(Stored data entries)
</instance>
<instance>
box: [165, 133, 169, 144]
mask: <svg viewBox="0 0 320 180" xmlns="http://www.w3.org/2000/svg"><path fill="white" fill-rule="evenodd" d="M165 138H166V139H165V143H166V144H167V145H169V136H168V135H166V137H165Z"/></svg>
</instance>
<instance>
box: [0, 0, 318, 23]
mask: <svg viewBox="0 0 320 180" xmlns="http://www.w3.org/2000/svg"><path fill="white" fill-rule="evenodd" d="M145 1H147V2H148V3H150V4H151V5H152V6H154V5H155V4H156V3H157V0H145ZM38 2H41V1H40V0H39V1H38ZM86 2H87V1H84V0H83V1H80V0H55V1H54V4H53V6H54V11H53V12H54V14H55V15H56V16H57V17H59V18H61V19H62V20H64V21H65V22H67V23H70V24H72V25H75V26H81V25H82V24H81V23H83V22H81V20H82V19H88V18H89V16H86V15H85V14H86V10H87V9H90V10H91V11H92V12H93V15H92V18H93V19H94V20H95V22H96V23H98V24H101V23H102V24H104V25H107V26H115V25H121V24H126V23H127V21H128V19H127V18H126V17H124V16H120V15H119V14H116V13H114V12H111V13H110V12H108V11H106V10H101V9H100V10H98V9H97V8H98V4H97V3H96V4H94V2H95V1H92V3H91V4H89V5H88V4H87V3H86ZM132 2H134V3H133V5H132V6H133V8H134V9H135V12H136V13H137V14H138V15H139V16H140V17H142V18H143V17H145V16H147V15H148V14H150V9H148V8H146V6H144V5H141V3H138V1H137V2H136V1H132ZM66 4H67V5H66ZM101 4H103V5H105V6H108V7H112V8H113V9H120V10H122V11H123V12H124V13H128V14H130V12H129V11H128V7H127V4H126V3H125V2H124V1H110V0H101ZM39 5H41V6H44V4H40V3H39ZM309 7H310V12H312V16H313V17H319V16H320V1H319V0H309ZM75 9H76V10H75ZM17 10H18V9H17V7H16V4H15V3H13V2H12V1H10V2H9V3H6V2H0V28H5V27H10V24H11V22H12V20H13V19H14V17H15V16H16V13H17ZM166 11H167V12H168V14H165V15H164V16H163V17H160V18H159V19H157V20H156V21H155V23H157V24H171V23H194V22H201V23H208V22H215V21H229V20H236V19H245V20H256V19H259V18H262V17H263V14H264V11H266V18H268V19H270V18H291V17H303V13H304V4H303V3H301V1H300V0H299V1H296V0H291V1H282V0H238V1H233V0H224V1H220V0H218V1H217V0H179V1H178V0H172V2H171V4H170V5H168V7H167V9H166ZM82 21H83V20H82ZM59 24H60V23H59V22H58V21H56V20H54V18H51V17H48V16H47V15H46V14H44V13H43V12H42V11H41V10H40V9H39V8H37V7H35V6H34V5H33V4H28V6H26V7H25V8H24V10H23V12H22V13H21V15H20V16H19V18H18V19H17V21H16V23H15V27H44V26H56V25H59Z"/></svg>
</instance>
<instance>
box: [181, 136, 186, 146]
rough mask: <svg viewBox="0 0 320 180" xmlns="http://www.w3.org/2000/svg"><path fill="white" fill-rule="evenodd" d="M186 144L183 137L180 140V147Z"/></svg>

:: Description of the task ::
The reply should consist of all the records, repeated exactly.

:: Written answer ::
</instance>
<instance>
box: [165, 133, 169, 144]
mask: <svg viewBox="0 0 320 180" xmlns="http://www.w3.org/2000/svg"><path fill="white" fill-rule="evenodd" d="M165 138H166V139H165V143H166V144H167V145H169V136H168V135H166V137H165Z"/></svg>
</instance>
<instance>
box: [0, 0, 318, 23]
mask: <svg viewBox="0 0 320 180" xmlns="http://www.w3.org/2000/svg"><path fill="white" fill-rule="evenodd" d="M145 1H147V2H148V3H150V4H151V5H152V6H154V5H155V4H156V3H157V0H145ZM38 2H41V1H40V0H39V1H38ZM86 2H87V1H84V0H83V1H80V0H55V1H54V4H53V6H54V11H53V12H54V14H55V15H56V16H57V17H59V18H61V19H62V20H64V21H65V22H67V23H70V24H72V25H75V26H81V25H82V24H81V23H83V22H81V20H82V19H88V18H89V16H86V15H85V14H86V10H87V9H90V10H91V11H92V12H93V15H92V18H93V19H94V20H95V22H96V23H98V24H101V23H102V24H104V25H107V26H115V25H121V24H126V23H127V21H128V19H127V18H126V17H124V16H120V15H119V14H116V13H114V12H111V13H110V12H108V11H106V10H101V9H100V10H98V9H97V8H98V4H97V3H96V4H94V2H95V1H92V3H91V4H89V5H88V4H87V3H86ZM132 2H134V3H133V5H132V6H133V8H134V9H135V12H136V13H137V14H138V15H139V16H140V17H142V18H143V17H145V16H147V15H148V14H150V9H148V8H146V6H144V5H141V3H138V1H137V2H136V1H132ZM66 4H67V5H66ZM101 4H103V5H105V6H108V7H112V8H113V9H120V10H122V11H123V12H124V13H128V14H130V12H129V11H128V7H127V4H126V3H125V2H124V1H110V0H101ZM39 5H41V6H44V4H40V3H39ZM309 7H310V12H312V16H313V17H319V16H320V1H319V0H309ZM75 9H76V10H75ZM17 10H18V9H17V7H16V4H15V3H13V2H12V1H10V2H9V3H6V2H0V28H5V27H10V24H11V22H12V20H13V19H14V17H15V16H16V13H17ZM166 11H167V12H168V14H165V15H164V16H163V17H160V18H159V19H157V20H156V21H155V23H157V24H171V23H194V22H201V23H208V22H215V21H229V20H236V19H245V20H256V19H259V18H262V17H263V14H264V11H266V18H268V19H270V18H291V17H303V13H304V4H303V3H301V1H300V0H299V1H296V0H291V1H282V0H238V1H233V0H224V1H220V0H218V1H217V0H179V1H178V0H172V2H171V4H170V5H168V7H167V9H166ZM82 21H83V20H82ZM59 24H60V23H59V22H58V21H56V20H54V18H51V17H48V16H47V15H46V14H44V13H43V12H42V11H41V10H40V9H39V8H37V7H35V6H34V5H33V4H28V6H26V7H25V8H24V10H23V12H22V13H21V15H20V16H19V18H18V19H17V21H16V23H15V27H44V26H56V25H59Z"/></svg>
</instance>
<instance>
box: [181, 136, 186, 146]
rough mask: <svg viewBox="0 0 320 180" xmlns="http://www.w3.org/2000/svg"><path fill="white" fill-rule="evenodd" d="M186 144L183 137L180 140V147Z"/></svg>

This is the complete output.